[start of DATA LISTING]
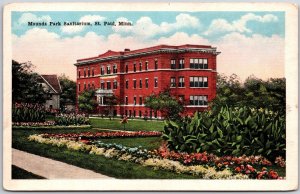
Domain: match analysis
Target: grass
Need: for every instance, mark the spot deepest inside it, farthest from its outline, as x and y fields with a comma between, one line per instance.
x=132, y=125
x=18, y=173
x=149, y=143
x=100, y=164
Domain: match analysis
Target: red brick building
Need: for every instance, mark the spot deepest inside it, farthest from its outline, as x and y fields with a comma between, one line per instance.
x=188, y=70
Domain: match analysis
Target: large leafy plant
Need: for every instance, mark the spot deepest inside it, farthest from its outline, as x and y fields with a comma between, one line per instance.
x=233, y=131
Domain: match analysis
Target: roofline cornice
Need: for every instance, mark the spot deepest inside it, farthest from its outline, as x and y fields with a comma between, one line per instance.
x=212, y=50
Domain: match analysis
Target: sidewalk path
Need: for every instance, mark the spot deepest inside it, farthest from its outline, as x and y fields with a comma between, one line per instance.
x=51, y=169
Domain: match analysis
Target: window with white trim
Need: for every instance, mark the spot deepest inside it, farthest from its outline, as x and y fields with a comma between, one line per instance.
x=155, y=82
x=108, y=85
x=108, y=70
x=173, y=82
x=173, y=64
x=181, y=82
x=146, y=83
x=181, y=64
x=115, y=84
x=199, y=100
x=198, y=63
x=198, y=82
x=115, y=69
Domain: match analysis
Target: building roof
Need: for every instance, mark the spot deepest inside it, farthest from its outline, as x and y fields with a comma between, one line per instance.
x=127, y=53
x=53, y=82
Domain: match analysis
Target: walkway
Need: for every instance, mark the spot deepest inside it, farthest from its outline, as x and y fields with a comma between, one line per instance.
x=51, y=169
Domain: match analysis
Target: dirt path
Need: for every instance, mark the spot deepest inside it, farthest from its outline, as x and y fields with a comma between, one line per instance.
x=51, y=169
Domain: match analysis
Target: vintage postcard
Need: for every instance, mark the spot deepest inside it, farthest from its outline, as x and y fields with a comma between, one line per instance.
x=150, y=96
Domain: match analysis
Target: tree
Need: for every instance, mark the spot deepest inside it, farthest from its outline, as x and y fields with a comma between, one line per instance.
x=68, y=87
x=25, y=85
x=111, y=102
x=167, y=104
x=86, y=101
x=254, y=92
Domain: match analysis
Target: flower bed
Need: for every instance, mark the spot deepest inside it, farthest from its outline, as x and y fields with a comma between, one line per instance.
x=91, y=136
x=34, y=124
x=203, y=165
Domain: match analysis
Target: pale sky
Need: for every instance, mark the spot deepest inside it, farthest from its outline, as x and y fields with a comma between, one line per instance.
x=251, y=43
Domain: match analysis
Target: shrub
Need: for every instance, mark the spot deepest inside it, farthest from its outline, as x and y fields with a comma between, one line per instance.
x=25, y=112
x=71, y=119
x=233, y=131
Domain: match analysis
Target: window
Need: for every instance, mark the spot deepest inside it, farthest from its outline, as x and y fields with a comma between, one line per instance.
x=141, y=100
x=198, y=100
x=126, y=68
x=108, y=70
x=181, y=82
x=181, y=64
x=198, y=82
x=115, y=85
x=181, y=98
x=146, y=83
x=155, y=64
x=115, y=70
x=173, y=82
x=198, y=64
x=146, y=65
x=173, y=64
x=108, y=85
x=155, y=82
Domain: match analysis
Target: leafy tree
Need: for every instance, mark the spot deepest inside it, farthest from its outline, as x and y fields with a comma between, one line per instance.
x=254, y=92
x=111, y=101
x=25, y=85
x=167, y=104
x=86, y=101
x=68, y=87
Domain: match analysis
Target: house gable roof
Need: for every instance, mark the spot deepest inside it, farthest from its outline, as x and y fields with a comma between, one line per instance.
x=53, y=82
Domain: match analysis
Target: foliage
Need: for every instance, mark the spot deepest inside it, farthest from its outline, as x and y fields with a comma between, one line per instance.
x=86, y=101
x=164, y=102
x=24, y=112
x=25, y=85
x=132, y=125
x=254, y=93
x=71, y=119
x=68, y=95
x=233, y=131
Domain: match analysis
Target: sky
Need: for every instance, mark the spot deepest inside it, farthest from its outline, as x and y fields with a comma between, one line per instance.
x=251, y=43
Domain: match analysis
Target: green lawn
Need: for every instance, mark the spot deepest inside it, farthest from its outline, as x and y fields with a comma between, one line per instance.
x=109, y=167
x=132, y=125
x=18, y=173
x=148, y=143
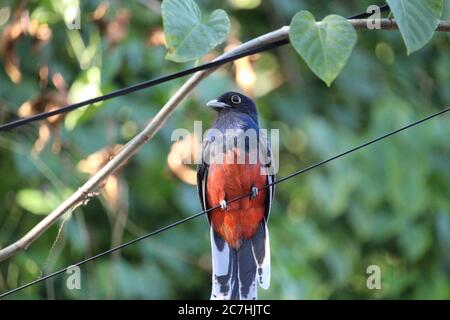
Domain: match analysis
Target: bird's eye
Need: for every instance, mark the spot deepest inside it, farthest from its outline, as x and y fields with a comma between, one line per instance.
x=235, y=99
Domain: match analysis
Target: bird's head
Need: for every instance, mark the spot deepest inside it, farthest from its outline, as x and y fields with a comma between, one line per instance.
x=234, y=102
[end of DATA LISTING]
- GIVEN TASK
Edit the rows from the start up to and including the line with "x=212, y=50", replacing "Need" with "Instruction" and leaving everything else unchanged. Return only those rows, without the pictures.

- WORKED ANSWER
Domain: match analysis
Target: grass
Instruction: for every instance, mark the spot deepest inside it, farthest from its outline, as x and y fields with a comma between, one line per instance.
x=132, y=125
x=18, y=173
x=149, y=143
x=100, y=164
Domain: match analysis
Target: red brick building
Instruction: for every instance, mark the spot deepest inside it, farthest from its outline, as x and y fields with a comma between, one line per instance.
x=188, y=70
Domain: match analysis
Target: large leafy plant
Instruction: for every instance, mark the spot deepest inside it, farthest from its outline, as x and y fields with a comma between, one line per instance.
x=233, y=131
Domain: match analysis
Target: roofline cornice
Instruction: for every instance, mark the spot deepest inside it, farthest from its outline, as x and y fields with a comma between, one line per instance.
x=212, y=50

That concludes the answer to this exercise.